* **Brief**
Render the rows below as a JSON list of strings, one string per line and no blank lines. Start at the line that contains "192L243 191L239 188ZM227" and stop after the line that contains "positive clicks: (235, 193) (206, 181)".

* **Material shown**

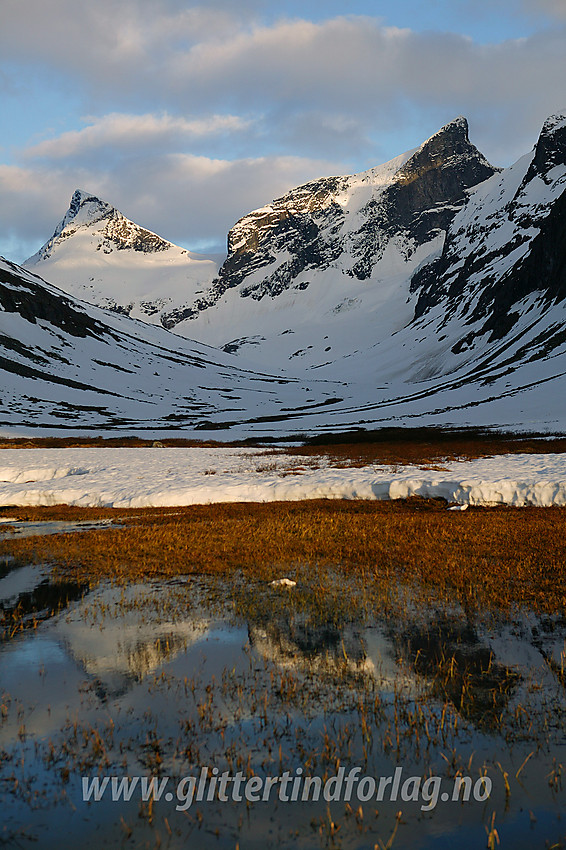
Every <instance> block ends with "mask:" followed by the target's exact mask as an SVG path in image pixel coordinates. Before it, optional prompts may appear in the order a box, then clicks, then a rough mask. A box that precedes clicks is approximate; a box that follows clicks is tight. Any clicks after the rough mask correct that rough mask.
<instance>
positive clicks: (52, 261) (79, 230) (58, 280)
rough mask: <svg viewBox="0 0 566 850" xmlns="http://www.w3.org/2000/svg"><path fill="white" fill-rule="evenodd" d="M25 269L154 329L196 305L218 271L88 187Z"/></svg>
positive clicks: (73, 201) (65, 214)
mask: <svg viewBox="0 0 566 850" xmlns="http://www.w3.org/2000/svg"><path fill="white" fill-rule="evenodd" d="M24 266H25V267H26V268H28V269H31V270H33V271H37V272H38V273H40V274H41V275H42V277H44V278H47V279H48V280H51V282H53V283H55V284H56V285H57V286H60V287H61V288H63V289H64V290H66V291H67V292H69V293H70V294H72V295H74V296H75V297H78V298H81V299H83V300H84V301H88V302H89V303H91V304H95V305H97V306H99V307H105V308H106V309H110V310H113V311H114V312H118V313H124V314H127V315H129V316H133V317H135V318H140V319H143V320H144V321H146V322H152V323H154V324H159V323H161V319H162V315H163V312H164V311H167V312H170V311H171V310H172V309H178V308H180V307H183V306H184V305H185V304H187V303H190V302H192V300H194V298H195V296H196V295H197V294H198V292H199V291H201V290H202V289H203V288H204V287H206V286H208V285H209V284H210V282H211V280H212V279H213V277H214V275H215V274H216V272H217V269H218V265H217V262H216V260H215V259H213V258H209V257H204V256H202V255H199V254H193V253H191V252H190V251H187V250H186V249H185V248H181V247H180V246H178V245H174V244H173V243H172V242H169V241H168V240H166V239H163V238H162V237H161V236H158V235H157V234H156V233H154V232H153V231H151V230H148V229H147V228H145V227H140V226H139V225H138V224H135V223H134V222H133V221H130V219H128V218H126V216H124V215H123V214H122V213H121V212H120V211H119V210H117V209H116V208H115V207H113V206H112V205H111V204H109V203H108V202H107V201H104V200H102V199H101V198H99V197H97V196H96V195H93V194H91V193H90V192H85V191H84V190H83V189H76V190H75V192H73V195H72V197H71V201H70V204H69V209H68V210H67V212H66V213H65V215H64V216H63V218H62V219H61V221H60V222H59V224H58V225H57V227H56V228H55V230H54V232H53V235H52V236H51V238H50V239H48V241H47V242H46V243H45V245H43V247H42V248H40V249H39V251H38V252H37V253H36V254H34V255H33V256H32V257H30V258H29V260H26V262H25V263H24Z"/></svg>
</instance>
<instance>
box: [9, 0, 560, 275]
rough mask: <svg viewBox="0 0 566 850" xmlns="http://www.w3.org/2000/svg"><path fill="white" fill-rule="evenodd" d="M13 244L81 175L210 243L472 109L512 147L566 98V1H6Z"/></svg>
mask: <svg viewBox="0 0 566 850" xmlns="http://www.w3.org/2000/svg"><path fill="white" fill-rule="evenodd" d="M0 57H2V61H1V62H0V97H1V104H2V116H3V133H2V138H1V147H0V219H1V220H0V225H1V226H0V253H2V254H4V255H5V256H7V257H8V258H10V259H13V260H16V261H22V260H23V259H25V258H26V257H27V256H28V255H30V254H32V253H33V252H34V251H35V250H36V249H37V248H38V247H39V246H40V245H41V244H42V243H43V242H44V241H46V240H47V238H48V237H49V236H50V235H51V232H52V230H53V229H54V227H55V224H56V223H57V221H58V220H59V219H60V218H61V217H62V216H63V214H64V212H65V210H66V208H67V206H68V202H69V199H70V196H71V194H72V192H73V190H74V189H75V188H82V189H85V190H87V191H90V192H93V193H96V194H99V195H100V196H101V197H102V198H104V199H105V200H107V201H109V202H110V203H112V204H114V205H115V206H117V207H118V208H119V209H120V210H121V211H122V212H124V213H125V214H126V215H128V216H129V217H130V218H132V219H134V220H135V221H137V222H138V223H140V224H142V225H144V226H146V227H149V228H151V229H152V230H155V231H157V232H158V233H160V234H161V235H162V236H165V237H166V238H169V239H171V240H172V241H174V242H177V243H178V244H181V245H184V246H186V247H189V248H192V249H193V250H204V251H208V250H210V251H221V250H222V249H223V246H224V244H225V237H226V232H227V230H228V228H229V227H230V226H231V224H233V223H234V221H235V220H236V219H237V218H238V217H239V216H241V215H243V214H244V213H246V212H247V211H249V210H250V209H253V208H254V207H257V206H261V205H263V204H264V203H266V202H268V201H269V200H270V199H271V198H273V197H276V196H277V195H280V194H282V193H283V192H284V191H286V190H287V189H289V188H291V187H292V186H294V185H298V184H299V183H301V182H305V181H307V180H309V179H312V178H315V177H318V176H321V175H323V174H344V173H353V172H355V171H360V170H364V169H366V168H369V167H371V166H372V165H377V164H379V163H380V162H383V161H385V160H387V159H389V158H391V157H393V156H396V155H397V154H399V153H401V152H402V151H404V150H407V149H410V148H413V147H416V146H418V145H419V144H420V143H421V142H422V141H424V139H426V138H427V137H428V136H430V135H432V133H434V132H435V131H436V130H437V129H438V128H439V127H441V126H442V125H443V124H444V123H446V122H448V121H450V120H451V119H452V118H454V117H456V116H457V115H460V114H463V115H466V117H467V118H468V120H469V123H470V138H471V140H472V141H473V142H474V143H475V144H476V145H477V146H478V147H479V148H480V149H481V150H482V151H483V153H484V154H485V155H486V156H487V157H488V158H489V159H491V161H492V162H494V163H495V164H498V165H508V164H510V163H511V162H513V161H514V160H515V159H517V158H518V157H519V156H520V155H521V154H523V153H525V152H527V151H528V150H529V149H530V148H531V147H532V145H533V144H534V143H535V141H536V138H537V135H538V132H539V129H540V126H541V124H542V122H543V121H544V119H545V118H546V117H547V116H548V115H549V114H551V113H552V112H556V111H560V110H562V109H564V108H566V87H565V83H566V2H565V0H473V2H472V0H451V2H449V0H427V2H424V0H423V2H421V0H396V2H395V0H389V2H374V3H370V2H361V0H350V2H347V0H343V1H342V2H336V0H326V2H316V0H303V2H298V0H275V2H265V0H241V2H239V3H238V4H234V3H233V2H232V0H230V2H229V0H208V2H206V4H204V3H203V4H202V5H199V4H198V3H190V2H186V0H161V2H160V3H159V4H158V3H155V2H154V0H97V3H78V2H77V0H50V2H49V3H45V2H44V0H2V3H1V5H0Z"/></svg>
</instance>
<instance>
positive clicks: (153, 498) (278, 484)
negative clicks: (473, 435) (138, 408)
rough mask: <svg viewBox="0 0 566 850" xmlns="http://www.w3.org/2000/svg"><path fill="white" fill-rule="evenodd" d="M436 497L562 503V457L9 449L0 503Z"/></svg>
mask: <svg viewBox="0 0 566 850" xmlns="http://www.w3.org/2000/svg"><path fill="white" fill-rule="evenodd" d="M415 495H417V496H427V497H435V496H436V497H438V496H440V497H442V498H444V499H446V500H447V501H448V502H455V503H457V504H461V505H502V504H505V505H516V506H523V505H538V506H548V505H566V454H523V455H502V456H499V457H494V458H482V459H479V460H472V461H457V462H454V463H446V464H442V465H441V466H440V465H439V466H437V467H435V468H434V469H425V468H420V467H417V466H406V467H397V468H396V469H392V468H391V467H387V466H379V465H377V464H371V465H368V466H366V467H362V468H353V469H348V468H336V467H332V466H330V465H329V463H328V460H327V458H323V457H321V458H304V457H299V456H289V455H285V454H282V453H273V452H272V451H270V450H267V449H266V450H257V449H225V448H219V449H201V448H175V449H169V448H166V449H163V448H162V449H159V450H155V449H151V448H135V449H131V448H118V449H84V448H72V449H46V450H44V449H6V450H4V451H3V452H2V455H1V456H0V505H56V504H66V505H80V506H82V507H102V506H105V507H116V508H125V507H159V506H168V507H172V506H181V505H193V504H209V503H211V502H270V501H279V500H281V501H297V500H301V499H324V498H325V499H404V498H407V497H408V496H415Z"/></svg>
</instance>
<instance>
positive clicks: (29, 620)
mask: <svg viewBox="0 0 566 850" xmlns="http://www.w3.org/2000/svg"><path fill="white" fill-rule="evenodd" d="M87 589H88V585H86V584H84V583H79V582H76V581H59V582H53V581H51V579H50V578H49V577H48V576H47V575H46V573H45V571H44V569H43V568H41V567H33V566H29V567H19V568H15V569H11V570H7V571H6V572H5V573H4V575H3V576H2V578H1V579H0V640H8V639H9V638H10V637H12V636H13V635H14V634H18V633H19V632H21V631H23V630H24V629H26V628H34V627H35V626H36V625H37V624H38V623H39V622H43V621H45V620H49V619H51V618H52V617H54V616H55V615H56V614H59V613H60V612H61V611H63V610H64V609H65V608H67V607H68V605H69V604H70V603H71V602H74V601H76V600H78V599H81V598H82V596H83V595H84V594H85V592H86V591H87Z"/></svg>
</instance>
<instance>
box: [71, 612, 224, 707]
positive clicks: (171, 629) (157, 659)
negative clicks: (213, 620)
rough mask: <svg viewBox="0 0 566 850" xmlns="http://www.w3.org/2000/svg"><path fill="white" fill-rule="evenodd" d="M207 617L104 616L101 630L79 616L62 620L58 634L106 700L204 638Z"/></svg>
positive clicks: (96, 688)
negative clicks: (69, 620) (143, 617)
mask: <svg viewBox="0 0 566 850" xmlns="http://www.w3.org/2000/svg"><path fill="white" fill-rule="evenodd" d="M209 624H210V621H209V620H207V619H196V618H191V620H187V621H174V620H168V621H163V620H160V619H158V620H157V621H153V622H152V621H151V619H149V618H142V617H141V616H140V614H139V612H138V613H137V614H136V615H135V616H132V615H126V616H125V617H120V618H115V617H112V616H110V617H106V618H105V619H104V621H103V623H102V624H101V626H100V628H99V627H96V626H94V627H93V625H92V624H91V623H88V622H85V621H81V620H80V619H77V618H73V620H72V621H68V622H61V623H59V624H58V627H57V633H58V636H59V639H60V640H61V641H62V642H63V644H64V646H65V649H66V651H67V653H68V654H69V655H70V656H71V657H72V659H73V660H74V661H75V663H76V664H78V665H79V666H80V667H81V668H82V669H83V670H84V672H85V674H86V675H87V676H88V677H89V679H91V680H92V681H93V683H94V689H95V692H96V694H97V696H98V697H99V698H100V699H102V700H106V699H108V698H115V697H119V696H122V695H123V694H125V693H127V691H129V690H130V689H131V688H132V686H133V685H134V684H135V683H137V682H141V681H142V680H143V679H145V678H147V677H148V676H149V675H151V674H152V673H153V672H155V671H156V670H158V669H159V668H160V667H161V666H162V665H163V664H166V663H168V662H170V661H172V660H173V659H174V658H175V657H176V656H178V655H179V654H180V653H183V652H185V651H186V650H187V648H188V647H189V646H191V645H192V644H194V643H196V642H197V641H198V640H200V639H201V638H202V637H203V636H204V635H205V633H206V632H207V631H208V629H209Z"/></svg>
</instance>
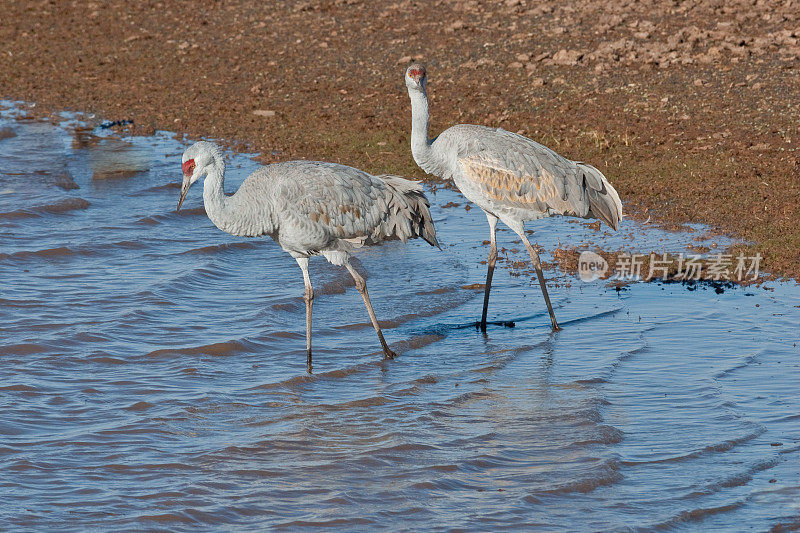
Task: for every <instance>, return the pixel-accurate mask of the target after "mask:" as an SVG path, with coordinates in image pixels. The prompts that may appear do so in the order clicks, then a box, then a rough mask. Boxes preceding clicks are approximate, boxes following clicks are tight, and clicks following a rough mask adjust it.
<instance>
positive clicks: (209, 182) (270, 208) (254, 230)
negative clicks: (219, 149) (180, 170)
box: [203, 156, 278, 237]
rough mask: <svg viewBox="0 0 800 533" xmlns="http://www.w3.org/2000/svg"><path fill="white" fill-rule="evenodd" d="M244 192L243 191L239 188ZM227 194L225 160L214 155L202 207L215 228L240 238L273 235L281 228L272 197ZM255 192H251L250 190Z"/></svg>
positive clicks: (235, 193) (206, 181)
mask: <svg viewBox="0 0 800 533" xmlns="http://www.w3.org/2000/svg"><path fill="white" fill-rule="evenodd" d="M239 191H241V188H240V189H239ZM239 191H237V192H236V193H235V194H233V195H231V196H228V195H227V194H225V161H224V160H223V159H222V157H221V156H215V157H214V162H213V164H211V165H210V168H209V170H208V173H207V174H206V178H205V182H204V183H203V205H205V208H206V214H207V215H208V218H210V219H211V222H213V223H214V225H215V226H216V227H218V228H219V229H221V230H222V231H225V232H227V233H230V234H231V235H237V236H241V237H258V236H259V235H271V234H273V233H274V232H275V231H276V230H277V228H278V221H277V220H276V219H275V216H274V208H273V204H272V200H271V197H270V195H269V194H263V195H257V196H253V195H252V194H246V193H245V194H239ZM251 192H252V191H251Z"/></svg>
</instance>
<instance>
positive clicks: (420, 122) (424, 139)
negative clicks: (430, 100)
mask: <svg viewBox="0 0 800 533" xmlns="http://www.w3.org/2000/svg"><path fill="white" fill-rule="evenodd" d="M408 96H409V97H410V98H411V155H413V156H414V161H416V163H417V165H419V167H420V168H421V169H422V170H424V171H425V172H429V173H432V174H435V172H434V171H435V170H436V167H437V166H438V165H437V164H436V157H435V155H434V153H433V147H432V144H433V143H432V141H431V140H430V139H429V138H428V123H429V119H430V112H429V110H428V93H427V91H426V90H425V89H423V90H421V91H420V90H417V89H409V90H408ZM437 175H438V174H437Z"/></svg>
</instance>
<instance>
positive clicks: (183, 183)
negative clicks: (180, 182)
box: [176, 178, 192, 212]
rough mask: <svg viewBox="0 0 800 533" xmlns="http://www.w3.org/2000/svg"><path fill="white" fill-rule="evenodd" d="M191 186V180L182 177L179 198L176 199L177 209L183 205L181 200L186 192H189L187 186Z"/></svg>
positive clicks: (186, 192)
mask: <svg viewBox="0 0 800 533" xmlns="http://www.w3.org/2000/svg"><path fill="white" fill-rule="evenodd" d="M191 186H192V182H191V181H189V180H188V179H187V178H184V179H183V184H182V185H181V199H180V200H178V209H176V212H177V211H180V210H181V206H182V205H183V200H184V199H185V198H186V193H188V192H189V187H191Z"/></svg>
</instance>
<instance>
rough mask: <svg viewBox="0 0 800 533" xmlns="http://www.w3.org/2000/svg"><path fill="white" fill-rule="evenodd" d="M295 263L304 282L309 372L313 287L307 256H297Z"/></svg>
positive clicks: (313, 306)
mask: <svg viewBox="0 0 800 533" xmlns="http://www.w3.org/2000/svg"><path fill="white" fill-rule="evenodd" d="M297 264H298V265H300V270H302V271H303V282H304V283H305V284H306V294H305V297H304V298H303V299H304V300H305V301H306V372H308V373H309V374H310V373H311V309H312V308H313V307H314V288H313V287H312V286H311V278H310V277H309V276H308V257H298V258H297Z"/></svg>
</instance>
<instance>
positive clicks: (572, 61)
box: [552, 49, 583, 66]
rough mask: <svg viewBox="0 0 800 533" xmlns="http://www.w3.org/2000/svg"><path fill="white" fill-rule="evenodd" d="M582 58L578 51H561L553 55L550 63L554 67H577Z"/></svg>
mask: <svg viewBox="0 0 800 533" xmlns="http://www.w3.org/2000/svg"><path fill="white" fill-rule="evenodd" d="M582 57H583V54H582V53H581V52H579V51H578V50H566V49H561V50H559V51H558V52H556V53H555V55H554V56H553V59H552V61H553V64H554V65H566V66H573V65H577V64H578V61H580V59H581V58H582Z"/></svg>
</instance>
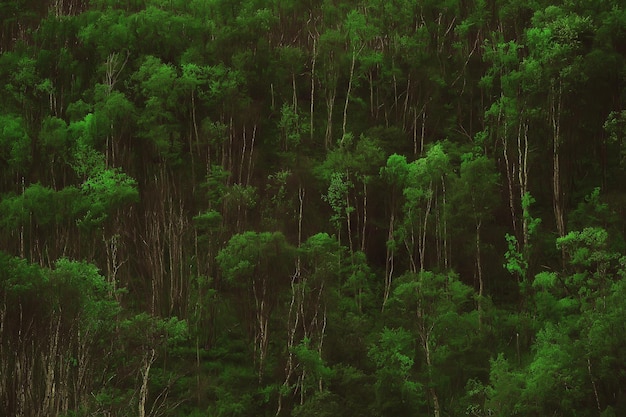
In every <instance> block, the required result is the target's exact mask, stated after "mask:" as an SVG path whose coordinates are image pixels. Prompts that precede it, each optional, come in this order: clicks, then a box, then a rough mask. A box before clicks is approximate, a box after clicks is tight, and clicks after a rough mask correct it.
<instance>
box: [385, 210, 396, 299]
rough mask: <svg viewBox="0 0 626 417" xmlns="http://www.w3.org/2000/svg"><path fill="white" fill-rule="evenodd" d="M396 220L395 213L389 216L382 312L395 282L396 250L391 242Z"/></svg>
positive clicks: (392, 213)
mask: <svg viewBox="0 0 626 417" xmlns="http://www.w3.org/2000/svg"><path fill="white" fill-rule="evenodd" d="M392 210H393V209H392ZM394 220H395V216H394V213H393V211H392V212H391V216H389V231H388V232H387V245H386V246H387V256H386V262H385V290H384V292H383V306H382V311H385V305H386V304H387V300H388V299H389V294H390V293H391V283H392V280H393V269H394V259H395V256H394V248H393V244H390V242H392V241H393V239H394V237H393V233H394Z"/></svg>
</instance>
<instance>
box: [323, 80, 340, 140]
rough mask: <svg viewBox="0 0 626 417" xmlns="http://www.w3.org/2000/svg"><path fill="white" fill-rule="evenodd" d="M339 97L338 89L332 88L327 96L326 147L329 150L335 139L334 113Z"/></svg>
mask: <svg viewBox="0 0 626 417" xmlns="http://www.w3.org/2000/svg"><path fill="white" fill-rule="evenodd" d="M336 95H337V91H336V87H334V86H333V87H331V90H330V91H329V92H327V95H326V112H327V115H326V134H325V135H324V146H325V148H326V149H327V150H328V149H330V147H331V143H332V139H333V111H334V107H335V96H336Z"/></svg>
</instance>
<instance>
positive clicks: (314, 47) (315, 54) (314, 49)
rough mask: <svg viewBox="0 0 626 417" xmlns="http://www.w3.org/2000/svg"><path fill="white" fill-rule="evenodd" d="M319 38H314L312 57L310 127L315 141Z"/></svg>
mask: <svg viewBox="0 0 626 417" xmlns="http://www.w3.org/2000/svg"><path fill="white" fill-rule="evenodd" d="M316 47H317V38H316V37H314V36H313V52H312V57H311V108H310V120H309V123H310V126H309V134H310V135H311V136H310V137H311V141H313V108H314V105H315V64H316V62H317V49H316Z"/></svg>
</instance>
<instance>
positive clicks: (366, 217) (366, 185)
mask: <svg viewBox="0 0 626 417" xmlns="http://www.w3.org/2000/svg"><path fill="white" fill-rule="evenodd" d="M362 226H363V227H362V228H361V252H365V240H366V238H365V236H366V234H367V179H365V178H363V223H362Z"/></svg>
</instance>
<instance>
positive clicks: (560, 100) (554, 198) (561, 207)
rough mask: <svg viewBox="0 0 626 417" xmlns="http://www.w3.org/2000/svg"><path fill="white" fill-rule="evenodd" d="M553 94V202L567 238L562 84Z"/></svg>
mask: <svg viewBox="0 0 626 417" xmlns="http://www.w3.org/2000/svg"><path fill="white" fill-rule="evenodd" d="M552 88H553V92H552V103H551V112H550V113H551V119H552V120H551V121H552V134H553V140H552V144H553V148H552V149H553V153H552V167H553V169H552V196H553V198H552V201H553V203H552V204H553V207H554V217H555V219H556V228H557V231H558V232H559V236H561V237H563V236H565V213H564V212H565V209H564V205H563V204H564V202H563V190H562V187H561V153H560V149H561V96H562V91H561V82H560V81H559V86H558V91H554V87H552Z"/></svg>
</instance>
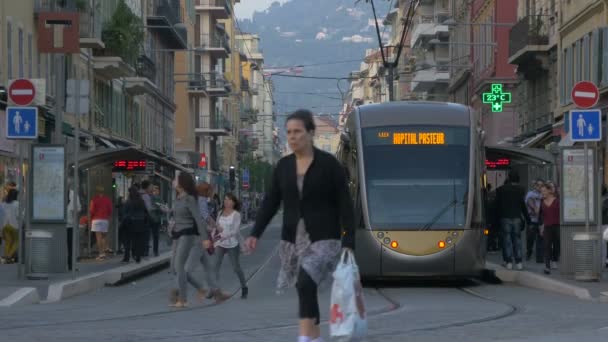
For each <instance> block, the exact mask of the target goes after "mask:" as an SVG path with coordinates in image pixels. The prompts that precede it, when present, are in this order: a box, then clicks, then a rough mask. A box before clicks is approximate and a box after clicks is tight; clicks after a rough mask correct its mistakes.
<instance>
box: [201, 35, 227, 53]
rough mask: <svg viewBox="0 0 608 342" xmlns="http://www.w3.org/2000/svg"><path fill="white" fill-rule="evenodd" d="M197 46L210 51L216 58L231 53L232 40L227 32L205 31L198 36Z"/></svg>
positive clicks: (210, 52) (207, 50) (202, 50)
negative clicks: (211, 33) (208, 33)
mask: <svg viewBox="0 0 608 342" xmlns="http://www.w3.org/2000/svg"><path fill="white" fill-rule="evenodd" d="M196 38H197V39H196V41H195V42H194V44H195V46H196V47H197V48H198V49H197V50H200V51H202V52H209V53H211V55H212V56H213V57H215V58H227V57H228V56H229V55H230V40H229V38H228V36H227V35H226V34H208V33H203V34H200V35H199V36H197V37H196Z"/></svg>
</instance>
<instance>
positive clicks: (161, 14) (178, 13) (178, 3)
mask: <svg viewBox="0 0 608 342" xmlns="http://www.w3.org/2000/svg"><path fill="white" fill-rule="evenodd" d="M154 15H155V16H159V17H165V18H167V21H168V22H169V24H170V25H171V26H175V24H179V23H181V22H182V13H181V8H180V7H179V1H172V0H154Z"/></svg>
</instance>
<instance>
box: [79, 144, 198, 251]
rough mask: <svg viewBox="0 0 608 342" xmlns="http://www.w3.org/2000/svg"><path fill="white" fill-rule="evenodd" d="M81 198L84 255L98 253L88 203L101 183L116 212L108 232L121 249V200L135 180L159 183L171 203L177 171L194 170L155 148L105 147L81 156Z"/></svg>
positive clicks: (123, 197)
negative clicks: (91, 230)
mask: <svg viewBox="0 0 608 342" xmlns="http://www.w3.org/2000/svg"><path fill="white" fill-rule="evenodd" d="M70 163H72V161H70ZM79 167H80V170H81V171H80V179H81V181H80V191H79V193H80V198H83V199H84V200H83V201H82V202H83V205H82V208H81V212H80V213H81V214H80V216H81V219H80V222H81V225H80V228H81V229H80V234H79V235H80V244H79V245H80V251H79V253H80V254H79V255H80V257H81V258H89V257H93V256H94V255H95V248H94V241H93V239H94V237H93V236H91V234H90V230H89V224H88V222H90V221H89V217H88V215H89V214H88V213H89V208H88V207H89V203H90V201H91V199H92V198H93V197H94V196H95V194H96V193H95V189H96V187H97V186H102V187H103V189H104V191H103V192H104V194H105V195H107V196H109V197H110V198H111V199H112V201H113V203H114V208H115V209H116V210H114V214H113V219H112V224H111V227H110V229H109V231H108V243H109V246H111V249H113V250H115V251H116V250H118V249H119V247H120V246H119V238H118V237H119V234H118V233H119V232H118V226H119V220H118V211H119V210H118V209H119V208H120V200H121V199H122V200H123V201H124V200H126V199H127V197H128V189H129V188H130V187H131V186H132V185H133V184H134V183H141V182H142V181H143V180H149V181H152V182H153V183H155V184H158V185H159V187H160V191H161V194H160V196H161V201H162V202H163V203H168V204H170V203H171V200H172V194H173V192H172V191H171V189H172V185H171V183H172V181H173V178H174V174H175V171H181V172H188V173H192V172H193V171H192V170H191V169H188V168H185V167H183V166H182V165H180V164H179V163H178V162H176V161H173V160H171V159H169V158H166V157H162V156H160V155H159V154H156V153H154V152H152V151H142V150H139V149H137V148H135V147H120V148H119V147H117V148H102V149H98V150H96V151H89V152H83V153H81V155H80V165H79Z"/></svg>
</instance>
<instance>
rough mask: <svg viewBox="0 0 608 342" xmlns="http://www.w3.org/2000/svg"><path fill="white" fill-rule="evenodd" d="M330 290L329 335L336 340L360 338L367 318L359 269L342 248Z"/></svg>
mask: <svg viewBox="0 0 608 342" xmlns="http://www.w3.org/2000/svg"><path fill="white" fill-rule="evenodd" d="M333 276H334V283H333V285H332V289H331V304H330V324H329V330H330V334H331V337H333V338H337V339H340V340H346V341H352V340H360V339H363V338H365V337H366V336H367V317H366V313H365V302H364V298H363V288H362V286H361V280H360V276H359V268H358V267H357V263H356V262H355V257H354V255H353V252H352V251H350V250H344V251H343V252H342V255H341V256H340V262H339V263H338V266H337V267H336V270H335V271H334V273H333Z"/></svg>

* **Solved exercise**
[
  "rough mask: <svg viewBox=\"0 0 800 533\" xmlns=\"http://www.w3.org/2000/svg\"><path fill=\"white\" fill-rule=\"evenodd\" d=\"M244 192L243 191L239 188ZM227 194L225 160L214 155L202 207L215 228L240 238L273 235L281 228L272 197ZM255 192H251L250 190Z\"/></svg>",
  "positive clicks: (235, 193) (206, 181)"
]